▶ **BRIEF**: Please update the rows from the line with "Locate the snow-covered" to the line with "<point>796,489</point>" by rewriting those lines with "pin" changed to "marker" and nothing else altered.

(Rows in a dataset)
::::::::

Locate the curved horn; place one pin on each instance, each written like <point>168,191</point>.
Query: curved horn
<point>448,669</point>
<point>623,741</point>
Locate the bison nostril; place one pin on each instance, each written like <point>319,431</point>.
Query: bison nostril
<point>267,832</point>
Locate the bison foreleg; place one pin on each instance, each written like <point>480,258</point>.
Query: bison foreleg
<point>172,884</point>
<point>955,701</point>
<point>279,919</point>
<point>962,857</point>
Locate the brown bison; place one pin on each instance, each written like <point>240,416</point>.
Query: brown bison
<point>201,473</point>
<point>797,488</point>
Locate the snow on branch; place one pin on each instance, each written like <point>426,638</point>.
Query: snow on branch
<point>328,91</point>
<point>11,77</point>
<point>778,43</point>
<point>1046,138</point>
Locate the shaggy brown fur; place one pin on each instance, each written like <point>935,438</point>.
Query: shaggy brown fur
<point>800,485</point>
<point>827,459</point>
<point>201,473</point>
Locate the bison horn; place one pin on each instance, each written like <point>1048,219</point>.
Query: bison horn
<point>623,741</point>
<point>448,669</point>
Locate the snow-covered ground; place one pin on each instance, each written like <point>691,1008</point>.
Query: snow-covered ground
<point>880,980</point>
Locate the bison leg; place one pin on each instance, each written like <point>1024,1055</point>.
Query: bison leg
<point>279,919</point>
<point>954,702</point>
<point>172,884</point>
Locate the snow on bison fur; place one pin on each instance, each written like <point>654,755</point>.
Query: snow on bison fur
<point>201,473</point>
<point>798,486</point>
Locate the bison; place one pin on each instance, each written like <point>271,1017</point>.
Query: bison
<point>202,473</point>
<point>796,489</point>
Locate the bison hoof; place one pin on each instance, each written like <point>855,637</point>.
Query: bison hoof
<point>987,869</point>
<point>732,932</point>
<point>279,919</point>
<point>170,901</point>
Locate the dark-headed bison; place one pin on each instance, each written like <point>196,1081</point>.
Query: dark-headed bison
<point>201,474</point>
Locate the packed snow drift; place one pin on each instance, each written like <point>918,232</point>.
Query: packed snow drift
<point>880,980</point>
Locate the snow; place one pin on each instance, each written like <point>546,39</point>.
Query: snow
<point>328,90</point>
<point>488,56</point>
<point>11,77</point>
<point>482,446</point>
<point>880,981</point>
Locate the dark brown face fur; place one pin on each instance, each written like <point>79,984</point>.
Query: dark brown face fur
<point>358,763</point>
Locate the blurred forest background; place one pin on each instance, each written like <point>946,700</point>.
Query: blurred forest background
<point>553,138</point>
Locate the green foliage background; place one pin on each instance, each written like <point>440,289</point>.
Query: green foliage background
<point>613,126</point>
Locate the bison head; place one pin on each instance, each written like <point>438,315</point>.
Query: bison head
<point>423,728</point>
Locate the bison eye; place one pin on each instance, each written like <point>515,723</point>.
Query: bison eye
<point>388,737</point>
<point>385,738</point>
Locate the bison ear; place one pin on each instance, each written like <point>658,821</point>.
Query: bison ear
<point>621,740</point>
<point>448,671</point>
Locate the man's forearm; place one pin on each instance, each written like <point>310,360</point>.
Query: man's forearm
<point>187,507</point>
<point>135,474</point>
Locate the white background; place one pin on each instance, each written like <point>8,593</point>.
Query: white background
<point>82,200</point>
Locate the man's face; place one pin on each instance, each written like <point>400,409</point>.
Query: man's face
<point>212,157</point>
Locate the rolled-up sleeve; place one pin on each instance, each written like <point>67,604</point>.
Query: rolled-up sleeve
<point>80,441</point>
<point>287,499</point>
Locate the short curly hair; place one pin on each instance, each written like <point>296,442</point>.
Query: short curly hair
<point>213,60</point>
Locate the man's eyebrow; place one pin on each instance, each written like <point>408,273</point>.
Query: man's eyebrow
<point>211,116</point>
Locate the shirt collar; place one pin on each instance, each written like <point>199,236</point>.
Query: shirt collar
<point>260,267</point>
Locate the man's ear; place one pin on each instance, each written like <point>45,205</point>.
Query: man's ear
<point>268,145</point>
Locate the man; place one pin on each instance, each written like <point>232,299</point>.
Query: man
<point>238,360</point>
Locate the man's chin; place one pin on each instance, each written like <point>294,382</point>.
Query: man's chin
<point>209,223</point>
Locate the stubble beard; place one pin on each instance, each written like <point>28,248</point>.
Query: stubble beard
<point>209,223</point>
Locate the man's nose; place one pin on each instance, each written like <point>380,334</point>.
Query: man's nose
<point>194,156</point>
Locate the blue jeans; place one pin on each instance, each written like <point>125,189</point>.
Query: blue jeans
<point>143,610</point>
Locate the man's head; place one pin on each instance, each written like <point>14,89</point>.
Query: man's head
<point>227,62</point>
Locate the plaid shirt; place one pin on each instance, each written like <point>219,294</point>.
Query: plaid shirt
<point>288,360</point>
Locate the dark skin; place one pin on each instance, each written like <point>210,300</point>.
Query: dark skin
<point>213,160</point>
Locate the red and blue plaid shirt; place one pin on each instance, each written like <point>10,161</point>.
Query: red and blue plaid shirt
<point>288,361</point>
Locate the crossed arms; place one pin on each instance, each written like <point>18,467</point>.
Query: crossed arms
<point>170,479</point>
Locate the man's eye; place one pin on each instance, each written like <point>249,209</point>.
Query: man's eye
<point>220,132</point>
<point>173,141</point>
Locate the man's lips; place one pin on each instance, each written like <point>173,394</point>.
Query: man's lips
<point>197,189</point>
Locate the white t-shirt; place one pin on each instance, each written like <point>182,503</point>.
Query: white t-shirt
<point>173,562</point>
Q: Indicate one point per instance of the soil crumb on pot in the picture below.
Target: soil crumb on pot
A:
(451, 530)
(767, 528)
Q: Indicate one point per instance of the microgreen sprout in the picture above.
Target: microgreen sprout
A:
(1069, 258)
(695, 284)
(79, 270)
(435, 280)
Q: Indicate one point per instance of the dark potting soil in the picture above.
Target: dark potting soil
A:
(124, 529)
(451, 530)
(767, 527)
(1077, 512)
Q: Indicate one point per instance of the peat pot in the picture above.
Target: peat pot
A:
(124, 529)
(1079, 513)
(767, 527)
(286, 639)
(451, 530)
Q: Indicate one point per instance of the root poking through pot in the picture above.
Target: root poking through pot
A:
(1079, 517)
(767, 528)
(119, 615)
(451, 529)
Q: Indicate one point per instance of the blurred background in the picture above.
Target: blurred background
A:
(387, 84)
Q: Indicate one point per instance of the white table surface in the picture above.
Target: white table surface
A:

::::::::

▶ **SOLVED PROBLEM**:
Locate the snow-covered ground; place one marker on each instance, each written like <point>691,1008</point>.
Query: snow-covered ground
<point>880,980</point>
Locate the bison leg; place one marker on each instance, each written like <point>1024,1055</point>.
Query: bison leg
<point>279,919</point>
<point>954,702</point>
<point>172,884</point>
Locate the snow on bison fur; place one marker on each instance, each written like <point>654,755</point>.
Query: snow on bison fur
<point>201,473</point>
<point>798,486</point>
Locate the bison; place one marker on each instance, each written like <point>271,1017</point>.
Query: bison
<point>202,473</point>
<point>796,489</point>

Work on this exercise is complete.